— START SUPPLIED INFORMATION —

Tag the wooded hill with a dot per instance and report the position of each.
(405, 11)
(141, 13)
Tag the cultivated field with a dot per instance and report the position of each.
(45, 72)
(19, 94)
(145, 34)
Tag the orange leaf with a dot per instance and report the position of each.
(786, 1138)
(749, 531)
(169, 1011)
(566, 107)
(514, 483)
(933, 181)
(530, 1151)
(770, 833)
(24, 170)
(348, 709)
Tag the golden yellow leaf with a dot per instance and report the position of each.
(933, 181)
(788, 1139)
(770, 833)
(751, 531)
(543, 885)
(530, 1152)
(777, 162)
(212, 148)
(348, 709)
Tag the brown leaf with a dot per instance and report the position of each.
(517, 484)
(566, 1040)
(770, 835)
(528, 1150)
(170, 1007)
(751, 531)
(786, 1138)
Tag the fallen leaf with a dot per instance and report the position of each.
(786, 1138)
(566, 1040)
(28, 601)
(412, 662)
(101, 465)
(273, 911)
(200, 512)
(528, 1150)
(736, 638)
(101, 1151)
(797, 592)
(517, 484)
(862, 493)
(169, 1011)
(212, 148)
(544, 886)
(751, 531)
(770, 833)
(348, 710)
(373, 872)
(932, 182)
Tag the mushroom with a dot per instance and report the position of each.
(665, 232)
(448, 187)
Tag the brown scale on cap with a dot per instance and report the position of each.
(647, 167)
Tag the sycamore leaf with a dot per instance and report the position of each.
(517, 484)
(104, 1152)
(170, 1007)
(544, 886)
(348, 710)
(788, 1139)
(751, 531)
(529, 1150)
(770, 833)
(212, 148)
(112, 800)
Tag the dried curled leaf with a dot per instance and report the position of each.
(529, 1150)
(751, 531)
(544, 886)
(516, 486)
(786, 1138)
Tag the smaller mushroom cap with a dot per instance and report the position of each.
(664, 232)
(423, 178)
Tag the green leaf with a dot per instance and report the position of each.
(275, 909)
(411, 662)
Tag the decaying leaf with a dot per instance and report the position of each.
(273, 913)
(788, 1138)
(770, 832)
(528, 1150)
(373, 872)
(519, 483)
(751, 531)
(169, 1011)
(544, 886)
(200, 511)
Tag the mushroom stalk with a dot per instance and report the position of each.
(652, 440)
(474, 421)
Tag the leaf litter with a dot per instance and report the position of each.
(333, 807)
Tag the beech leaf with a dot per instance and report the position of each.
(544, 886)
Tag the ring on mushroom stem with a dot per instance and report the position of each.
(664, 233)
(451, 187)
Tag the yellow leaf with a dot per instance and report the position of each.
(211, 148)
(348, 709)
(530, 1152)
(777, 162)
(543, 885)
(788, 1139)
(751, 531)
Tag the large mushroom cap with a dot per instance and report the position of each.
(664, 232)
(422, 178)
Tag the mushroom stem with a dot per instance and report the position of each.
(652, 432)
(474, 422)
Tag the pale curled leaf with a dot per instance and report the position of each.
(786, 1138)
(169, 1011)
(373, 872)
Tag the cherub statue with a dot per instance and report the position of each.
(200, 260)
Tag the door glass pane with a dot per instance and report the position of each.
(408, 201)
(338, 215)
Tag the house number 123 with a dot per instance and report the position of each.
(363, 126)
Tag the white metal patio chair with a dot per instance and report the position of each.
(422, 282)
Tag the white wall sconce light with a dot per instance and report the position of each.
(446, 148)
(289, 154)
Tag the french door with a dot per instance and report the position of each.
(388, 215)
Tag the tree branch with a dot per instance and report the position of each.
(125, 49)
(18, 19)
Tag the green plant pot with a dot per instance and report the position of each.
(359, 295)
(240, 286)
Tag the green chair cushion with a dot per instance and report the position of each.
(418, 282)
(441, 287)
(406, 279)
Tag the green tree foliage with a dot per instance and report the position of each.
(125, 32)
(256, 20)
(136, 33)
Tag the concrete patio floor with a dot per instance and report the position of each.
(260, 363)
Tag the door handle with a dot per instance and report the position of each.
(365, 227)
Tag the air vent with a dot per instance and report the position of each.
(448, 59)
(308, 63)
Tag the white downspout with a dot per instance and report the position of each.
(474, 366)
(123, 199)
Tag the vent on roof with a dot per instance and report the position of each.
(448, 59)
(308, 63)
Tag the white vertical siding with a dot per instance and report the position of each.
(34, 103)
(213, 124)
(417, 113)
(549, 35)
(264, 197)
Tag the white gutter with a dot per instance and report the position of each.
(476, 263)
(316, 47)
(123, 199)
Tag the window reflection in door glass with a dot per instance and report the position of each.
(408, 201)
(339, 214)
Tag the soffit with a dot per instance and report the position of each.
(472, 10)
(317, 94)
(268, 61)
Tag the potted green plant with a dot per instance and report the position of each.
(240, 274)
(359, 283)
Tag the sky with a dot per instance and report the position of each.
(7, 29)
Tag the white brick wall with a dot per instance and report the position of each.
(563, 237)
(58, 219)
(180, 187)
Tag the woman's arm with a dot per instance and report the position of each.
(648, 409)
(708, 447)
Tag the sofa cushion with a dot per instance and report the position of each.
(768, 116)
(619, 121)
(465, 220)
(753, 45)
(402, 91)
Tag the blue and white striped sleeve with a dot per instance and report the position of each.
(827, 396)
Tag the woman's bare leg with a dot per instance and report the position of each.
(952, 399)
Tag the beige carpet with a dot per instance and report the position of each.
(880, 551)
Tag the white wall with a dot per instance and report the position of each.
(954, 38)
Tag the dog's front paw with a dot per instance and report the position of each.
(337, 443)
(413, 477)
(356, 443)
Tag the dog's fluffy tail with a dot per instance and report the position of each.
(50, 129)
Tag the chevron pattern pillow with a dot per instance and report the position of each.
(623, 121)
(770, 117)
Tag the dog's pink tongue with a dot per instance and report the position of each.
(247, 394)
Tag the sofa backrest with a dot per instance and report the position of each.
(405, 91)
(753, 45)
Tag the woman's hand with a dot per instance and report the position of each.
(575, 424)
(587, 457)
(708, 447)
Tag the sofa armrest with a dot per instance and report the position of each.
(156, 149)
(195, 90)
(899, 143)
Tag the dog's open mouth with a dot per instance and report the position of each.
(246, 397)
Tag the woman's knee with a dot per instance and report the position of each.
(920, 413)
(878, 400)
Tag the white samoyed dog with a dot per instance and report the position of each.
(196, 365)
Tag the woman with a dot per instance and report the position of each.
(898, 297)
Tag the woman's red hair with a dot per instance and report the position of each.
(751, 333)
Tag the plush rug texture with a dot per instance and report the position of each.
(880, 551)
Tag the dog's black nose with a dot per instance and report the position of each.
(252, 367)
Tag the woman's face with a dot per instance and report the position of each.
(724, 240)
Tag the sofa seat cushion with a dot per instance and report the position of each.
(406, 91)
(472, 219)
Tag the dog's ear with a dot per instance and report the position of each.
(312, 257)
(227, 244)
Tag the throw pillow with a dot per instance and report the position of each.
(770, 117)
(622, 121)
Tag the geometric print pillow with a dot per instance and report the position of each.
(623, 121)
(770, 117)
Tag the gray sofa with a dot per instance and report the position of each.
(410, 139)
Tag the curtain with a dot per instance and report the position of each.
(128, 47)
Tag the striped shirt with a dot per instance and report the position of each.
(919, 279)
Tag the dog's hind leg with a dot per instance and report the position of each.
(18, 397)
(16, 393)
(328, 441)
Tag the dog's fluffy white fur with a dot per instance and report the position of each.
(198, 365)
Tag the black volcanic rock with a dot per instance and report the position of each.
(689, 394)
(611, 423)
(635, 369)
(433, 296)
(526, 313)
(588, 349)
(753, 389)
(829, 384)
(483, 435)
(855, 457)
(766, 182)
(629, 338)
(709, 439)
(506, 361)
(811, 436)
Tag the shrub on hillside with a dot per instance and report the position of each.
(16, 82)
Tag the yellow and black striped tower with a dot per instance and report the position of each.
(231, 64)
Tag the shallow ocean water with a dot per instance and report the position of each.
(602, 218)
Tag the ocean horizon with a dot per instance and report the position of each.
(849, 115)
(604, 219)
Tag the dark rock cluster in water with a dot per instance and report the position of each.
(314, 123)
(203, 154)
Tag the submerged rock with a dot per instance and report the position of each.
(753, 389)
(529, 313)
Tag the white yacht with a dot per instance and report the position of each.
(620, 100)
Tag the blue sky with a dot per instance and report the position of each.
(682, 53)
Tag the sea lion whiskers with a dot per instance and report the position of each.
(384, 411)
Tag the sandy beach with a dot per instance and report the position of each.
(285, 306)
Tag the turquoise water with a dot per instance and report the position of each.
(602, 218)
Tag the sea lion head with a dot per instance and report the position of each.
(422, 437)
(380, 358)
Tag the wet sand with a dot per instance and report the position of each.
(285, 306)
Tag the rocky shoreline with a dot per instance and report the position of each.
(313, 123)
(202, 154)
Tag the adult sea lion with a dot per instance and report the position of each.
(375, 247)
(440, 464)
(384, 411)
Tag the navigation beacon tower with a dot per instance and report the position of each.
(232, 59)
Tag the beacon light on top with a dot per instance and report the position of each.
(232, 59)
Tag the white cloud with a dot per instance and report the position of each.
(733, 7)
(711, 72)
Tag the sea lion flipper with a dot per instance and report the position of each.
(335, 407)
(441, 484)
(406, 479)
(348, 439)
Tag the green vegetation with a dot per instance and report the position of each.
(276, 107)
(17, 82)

— END SUPPLIED INFORMATION —

▸ **AIM OF THE EXERCISE**:
Reproduce the lines of the records above word for word, starting with the line that contains "Tag the dark" and running through the final line of the records, with both ends included.

▸ **SOLUTION TO THIS TASK**:
Tag the dark rock cluster in water with a dot per instance and report the position of each.
(314, 123)
(203, 154)
Tag the submerged rock with a dot per instance and report the position of each.
(753, 389)
(529, 313)
Tag the white yacht with a dot per instance and report the position of each.
(620, 100)
Tag the blue sky with a dot per instance and report the position of each.
(682, 53)
Tag the sea lion whiskers with a dot per instance and report the position of each.
(384, 411)
Tag the sandy beach with a dot per instance and report the position of each.
(285, 306)
Tag the turquoise water with a dot per instance and report the position of each.
(602, 218)
Tag the sea lion head with a dot per instance and report the position of each.
(422, 437)
(380, 358)
Tag the wet sand with a dot per instance and report the position of each.
(285, 306)
Tag the rocky shoreline with a dot per instance and report the position of each.
(313, 123)
(202, 154)
Tag the adult sea lion with a dot per instance and report the position of each.
(375, 247)
(440, 464)
(384, 411)
Tag the navigation beacon tower with a dot per instance and report the position of each.
(232, 59)
Tag the beacon light on top with a dot per instance and report the position of each.
(232, 59)
Tag the white cloud with a dot per instance and report the position of each.
(733, 7)
(711, 72)
Tag the sea lion flipper with a dot per instance and report the position of each.
(335, 407)
(441, 484)
(406, 479)
(348, 439)
Tag the green vegetation with a dot per instance and report the position of each.
(276, 107)
(17, 82)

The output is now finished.